**TASK DETAILS**
Extract verbatim every line from the one containing "# Target: white sedan" to the final line of the records below, inclusive, and exclude all pictures.

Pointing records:
★ ★ ★ ★ ★

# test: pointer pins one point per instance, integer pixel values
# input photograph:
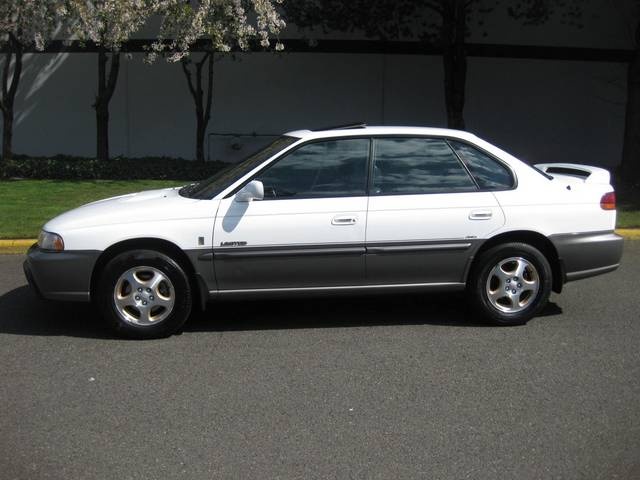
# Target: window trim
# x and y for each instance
(297, 147)
(369, 185)
(514, 178)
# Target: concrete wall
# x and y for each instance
(538, 110)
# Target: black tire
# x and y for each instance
(177, 288)
(479, 290)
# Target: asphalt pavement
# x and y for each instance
(384, 387)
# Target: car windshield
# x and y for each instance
(212, 186)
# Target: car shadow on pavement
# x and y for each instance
(22, 313)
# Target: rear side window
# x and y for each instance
(335, 168)
(488, 172)
(410, 166)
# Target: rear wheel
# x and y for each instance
(144, 294)
(510, 283)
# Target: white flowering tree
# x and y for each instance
(24, 24)
(212, 26)
(108, 24)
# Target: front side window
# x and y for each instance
(412, 166)
(333, 168)
(488, 172)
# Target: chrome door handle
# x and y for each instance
(480, 215)
(344, 221)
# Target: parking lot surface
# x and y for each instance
(371, 387)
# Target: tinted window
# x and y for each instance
(212, 186)
(405, 166)
(336, 168)
(488, 172)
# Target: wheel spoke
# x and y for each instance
(145, 315)
(154, 282)
(126, 301)
(506, 288)
(137, 296)
(520, 268)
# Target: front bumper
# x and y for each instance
(585, 255)
(60, 275)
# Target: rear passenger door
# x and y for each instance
(426, 212)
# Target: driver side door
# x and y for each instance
(308, 231)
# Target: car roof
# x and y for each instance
(357, 131)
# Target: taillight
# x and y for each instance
(608, 201)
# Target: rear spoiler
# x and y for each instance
(585, 173)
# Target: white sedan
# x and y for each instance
(354, 209)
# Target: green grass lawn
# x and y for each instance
(628, 217)
(25, 205)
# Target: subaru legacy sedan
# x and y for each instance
(354, 210)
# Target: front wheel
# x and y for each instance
(144, 294)
(510, 283)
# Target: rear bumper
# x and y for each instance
(584, 255)
(60, 275)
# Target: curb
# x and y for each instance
(629, 233)
(20, 245)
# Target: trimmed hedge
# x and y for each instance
(74, 168)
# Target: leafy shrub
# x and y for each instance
(74, 168)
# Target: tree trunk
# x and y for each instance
(9, 89)
(454, 23)
(106, 86)
(202, 102)
(630, 167)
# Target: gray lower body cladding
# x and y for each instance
(60, 275)
(320, 269)
(585, 255)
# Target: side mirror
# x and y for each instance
(254, 190)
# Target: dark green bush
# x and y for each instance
(74, 168)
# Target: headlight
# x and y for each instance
(50, 241)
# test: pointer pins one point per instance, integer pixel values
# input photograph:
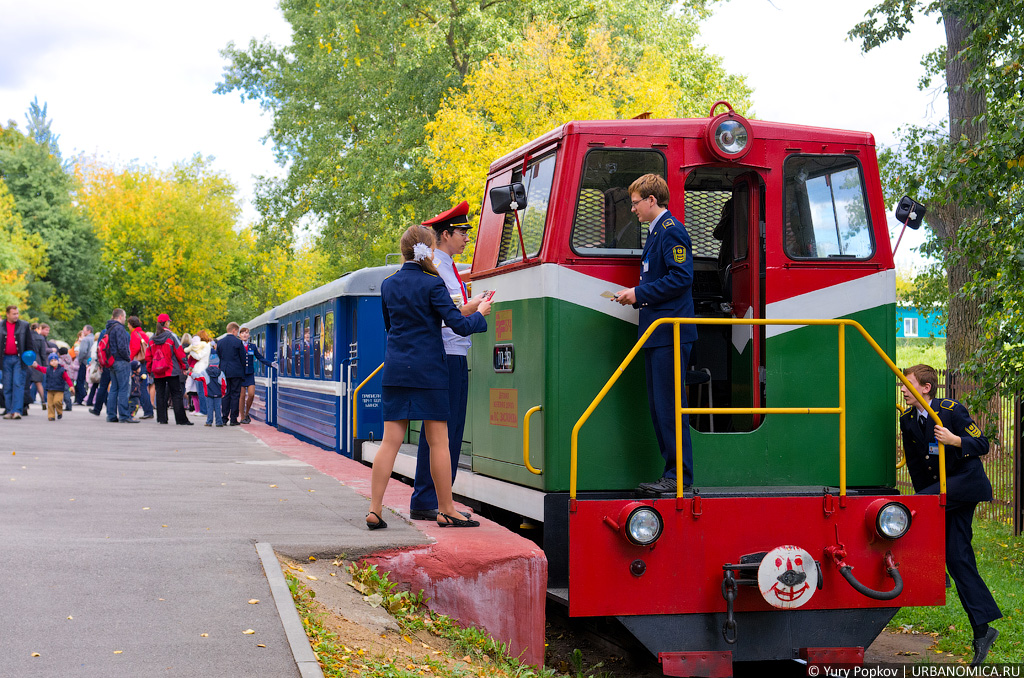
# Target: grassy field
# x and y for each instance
(1000, 561)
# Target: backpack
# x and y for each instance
(162, 361)
(105, 359)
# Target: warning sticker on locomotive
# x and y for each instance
(504, 407)
(787, 577)
(503, 325)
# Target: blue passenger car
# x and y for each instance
(326, 341)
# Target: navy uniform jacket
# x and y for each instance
(966, 479)
(667, 282)
(232, 356)
(415, 302)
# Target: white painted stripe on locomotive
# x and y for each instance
(329, 387)
(549, 280)
(835, 301)
(523, 501)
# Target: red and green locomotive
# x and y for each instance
(794, 542)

★ ★ ★ ★ ★

**SOLUTION**
# Target: white sedan
# x and y for each instance
(354, 209)
# Target: green grass lawn
# x and y for each instance
(628, 217)
(25, 205)
# Target: subaru legacy sedan
# x and y for each instance
(354, 210)
# Target: front wheel
# x and y for each instance
(144, 294)
(510, 283)
# Target: rear bumper
# x and y for each instance
(584, 255)
(60, 275)
# Target: curb
# x and y for each instance
(629, 233)
(20, 245)
# Target: trimmed hedge
# x and y for each instance
(74, 168)
# Target: leafy shrub
# x and y for each instance
(74, 168)
# Target: tree trunk
# x and y for each instance
(9, 89)
(454, 23)
(106, 86)
(202, 102)
(630, 167)
# Target: gray lower body cladding
# x and y for each instance
(60, 275)
(320, 269)
(585, 255)
# Target: side mirror
# x and y for each instance
(254, 190)
# Target: dark green bush
# x and y for each instance
(74, 168)
# Target: headlight
# x and y for each instance
(50, 241)
# test: pointer pins one point per instance, integer pixel values
# input photograph:
# Target: grassy field
# x and y for each instance
(1000, 561)
# Target: backpack
# x and y for each instance
(162, 361)
(105, 359)
# Target: warning sticker on locomotive
# x and y for each instance
(504, 407)
(787, 577)
(503, 325)
# Target: blue passenger car
# x and y for each instance
(326, 341)
# Target: navy uniform jacket
# x and y for each instance
(966, 479)
(667, 282)
(232, 356)
(415, 302)
# Target: white painted stripe on locomotive
# x and y for each instance
(329, 387)
(549, 280)
(835, 301)
(523, 501)
# Target: red and green locomotive
# x and y for each instance
(794, 542)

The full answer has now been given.